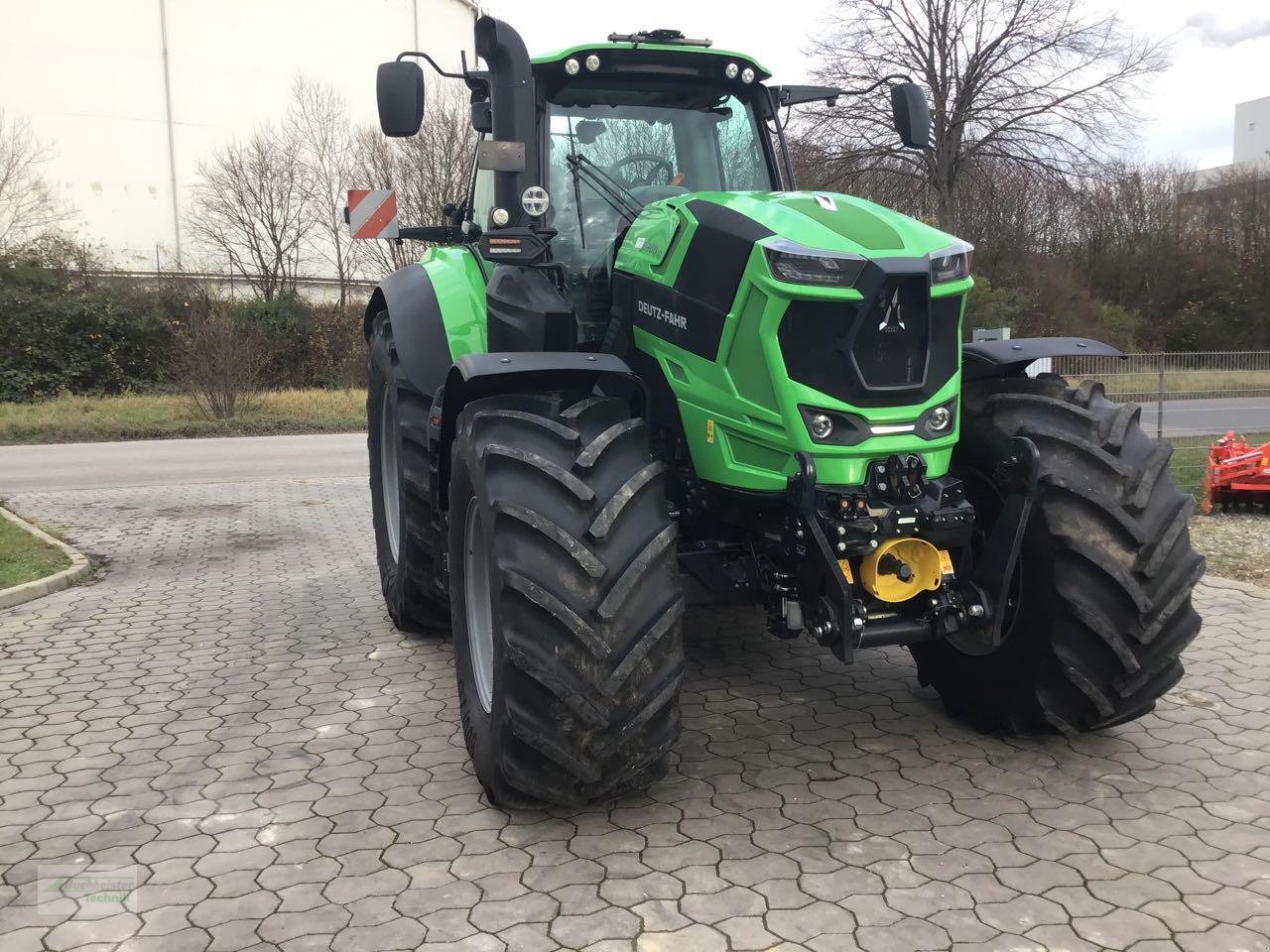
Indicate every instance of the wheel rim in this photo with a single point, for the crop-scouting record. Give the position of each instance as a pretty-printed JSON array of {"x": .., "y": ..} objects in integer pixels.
[
  {"x": 480, "y": 620},
  {"x": 390, "y": 472}
]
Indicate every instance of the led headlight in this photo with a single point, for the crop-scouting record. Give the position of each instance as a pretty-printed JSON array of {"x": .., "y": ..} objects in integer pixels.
[
  {"x": 952, "y": 263},
  {"x": 810, "y": 266}
]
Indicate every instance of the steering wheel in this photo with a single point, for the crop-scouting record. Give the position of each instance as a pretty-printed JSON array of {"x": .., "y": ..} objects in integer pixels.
[{"x": 633, "y": 179}]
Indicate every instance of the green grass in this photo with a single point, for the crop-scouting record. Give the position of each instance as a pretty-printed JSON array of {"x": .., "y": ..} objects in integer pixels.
[
  {"x": 73, "y": 419},
  {"x": 23, "y": 557}
]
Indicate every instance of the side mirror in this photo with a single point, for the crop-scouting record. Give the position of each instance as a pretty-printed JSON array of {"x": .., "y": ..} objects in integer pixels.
[
  {"x": 911, "y": 114},
  {"x": 399, "y": 95}
]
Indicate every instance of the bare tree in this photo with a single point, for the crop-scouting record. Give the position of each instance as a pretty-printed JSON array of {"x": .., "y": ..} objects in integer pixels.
[
  {"x": 318, "y": 121},
  {"x": 28, "y": 206},
  {"x": 252, "y": 208},
  {"x": 427, "y": 171},
  {"x": 1025, "y": 82}
]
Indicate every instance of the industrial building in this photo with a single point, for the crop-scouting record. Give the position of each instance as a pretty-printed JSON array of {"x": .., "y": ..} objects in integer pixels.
[
  {"x": 1251, "y": 145},
  {"x": 135, "y": 93}
]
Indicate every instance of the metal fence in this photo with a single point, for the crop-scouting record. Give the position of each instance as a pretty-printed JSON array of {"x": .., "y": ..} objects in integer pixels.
[{"x": 1187, "y": 398}]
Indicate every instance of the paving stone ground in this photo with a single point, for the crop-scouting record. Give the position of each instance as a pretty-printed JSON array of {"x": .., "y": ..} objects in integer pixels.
[{"x": 229, "y": 714}]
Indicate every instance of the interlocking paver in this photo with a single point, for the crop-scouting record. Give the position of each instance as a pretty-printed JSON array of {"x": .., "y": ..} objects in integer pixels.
[{"x": 229, "y": 710}]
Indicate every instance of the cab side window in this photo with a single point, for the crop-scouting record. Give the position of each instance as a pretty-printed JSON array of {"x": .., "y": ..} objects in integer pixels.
[{"x": 483, "y": 197}]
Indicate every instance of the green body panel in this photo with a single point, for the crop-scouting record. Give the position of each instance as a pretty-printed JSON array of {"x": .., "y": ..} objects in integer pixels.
[
  {"x": 739, "y": 412},
  {"x": 458, "y": 284}
]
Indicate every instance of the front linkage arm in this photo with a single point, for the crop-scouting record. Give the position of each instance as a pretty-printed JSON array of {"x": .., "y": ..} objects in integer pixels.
[{"x": 841, "y": 621}]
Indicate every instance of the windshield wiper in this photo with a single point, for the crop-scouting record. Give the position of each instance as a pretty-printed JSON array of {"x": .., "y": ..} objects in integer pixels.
[{"x": 604, "y": 185}]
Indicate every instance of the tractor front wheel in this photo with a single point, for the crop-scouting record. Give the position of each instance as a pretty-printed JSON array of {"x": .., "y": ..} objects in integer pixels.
[
  {"x": 567, "y": 599},
  {"x": 1100, "y": 607},
  {"x": 395, "y": 422}
]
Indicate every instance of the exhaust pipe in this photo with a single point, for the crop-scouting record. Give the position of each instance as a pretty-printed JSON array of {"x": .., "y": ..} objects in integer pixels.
[{"x": 512, "y": 109}]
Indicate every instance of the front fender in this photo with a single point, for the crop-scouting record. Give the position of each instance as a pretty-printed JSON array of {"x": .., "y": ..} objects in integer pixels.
[
  {"x": 1007, "y": 358},
  {"x": 437, "y": 309}
]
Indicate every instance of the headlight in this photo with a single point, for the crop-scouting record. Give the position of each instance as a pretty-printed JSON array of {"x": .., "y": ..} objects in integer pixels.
[
  {"x": 810, "y": 266},
  {"x": 952, "y": 263}
]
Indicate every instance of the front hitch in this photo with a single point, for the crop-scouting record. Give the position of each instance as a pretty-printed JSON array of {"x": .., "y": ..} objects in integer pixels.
[{"x": 993, "y": 571}]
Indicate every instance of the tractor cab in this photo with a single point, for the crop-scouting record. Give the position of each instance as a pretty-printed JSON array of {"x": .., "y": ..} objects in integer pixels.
[{"x": 620, "y": 134}]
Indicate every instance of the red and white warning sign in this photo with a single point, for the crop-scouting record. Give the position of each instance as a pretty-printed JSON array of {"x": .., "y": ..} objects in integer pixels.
[{"x": 372, "y": 212}]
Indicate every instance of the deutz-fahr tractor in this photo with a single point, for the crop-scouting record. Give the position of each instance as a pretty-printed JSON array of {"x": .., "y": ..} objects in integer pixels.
[{"x": 638, "y": 370}]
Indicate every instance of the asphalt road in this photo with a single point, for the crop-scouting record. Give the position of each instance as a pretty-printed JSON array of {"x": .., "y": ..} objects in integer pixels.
[
  {"x": 227, "y": 724},
  {"x": 172, "y": 462},
  {"x": 1206, "y": 416},
  {"x": 168, "y": 462}
]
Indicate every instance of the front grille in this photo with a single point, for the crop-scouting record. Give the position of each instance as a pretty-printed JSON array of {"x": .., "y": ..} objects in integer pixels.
[{"x": 894, "y": 347}]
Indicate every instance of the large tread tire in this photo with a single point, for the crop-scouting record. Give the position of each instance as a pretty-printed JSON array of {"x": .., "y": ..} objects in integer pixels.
[
  {"x": 1106, "y": 569},
  {"x": 416, "y": 601},
  {"x": 584, "y": 599}
]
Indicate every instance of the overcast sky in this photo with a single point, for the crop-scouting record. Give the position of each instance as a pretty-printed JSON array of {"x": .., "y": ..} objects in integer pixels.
[{"x": 1220, "y": 51}]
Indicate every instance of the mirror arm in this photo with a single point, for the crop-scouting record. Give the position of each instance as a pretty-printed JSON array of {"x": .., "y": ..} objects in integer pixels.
[
  {"x": 441, "y": 234},
  {"x": 434, "y": 63},
  {"x": 901, "y": 76}
]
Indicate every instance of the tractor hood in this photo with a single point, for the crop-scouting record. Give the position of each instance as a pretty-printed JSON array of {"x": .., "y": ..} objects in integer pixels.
[{"x": 834, "y": 222}]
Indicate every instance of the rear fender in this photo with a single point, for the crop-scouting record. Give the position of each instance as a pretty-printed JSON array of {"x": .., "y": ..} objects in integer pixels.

···

▸ **Directions for this task**:
Set down exactly the lines of the material above from the one with "Indicate every instance of the mirror" through the end. Include both ends and nothing else.

▸ **Response to this exercise**:
Indicate every instance of the mirror arm in this photo with a single point, for the crop-scouting record. Give the position of each instance as a pretty-printed JSON array of {"x": .., "y": ..} objects in integer pixels.
[
  {"x": 441, "y": 234},
  {"x": 434, "y": 63},
  {"x": 901, "y": 76}
]
Indicate every instance of the tractor hood in this photo with a single point, for the crop-scouting record. Give the position of each instance as a pretty-printed JSON array of {"x": .., "y": ..} objects in integer pixels.
[{"x": 834, "y": 222}]
Indicate every instance of the rear fender in this photo with a single point, for the crop-scouting record. Give the position of each instance as a pretty-printed JSON array of {"x": .., "y": ..} objects in integer pixels.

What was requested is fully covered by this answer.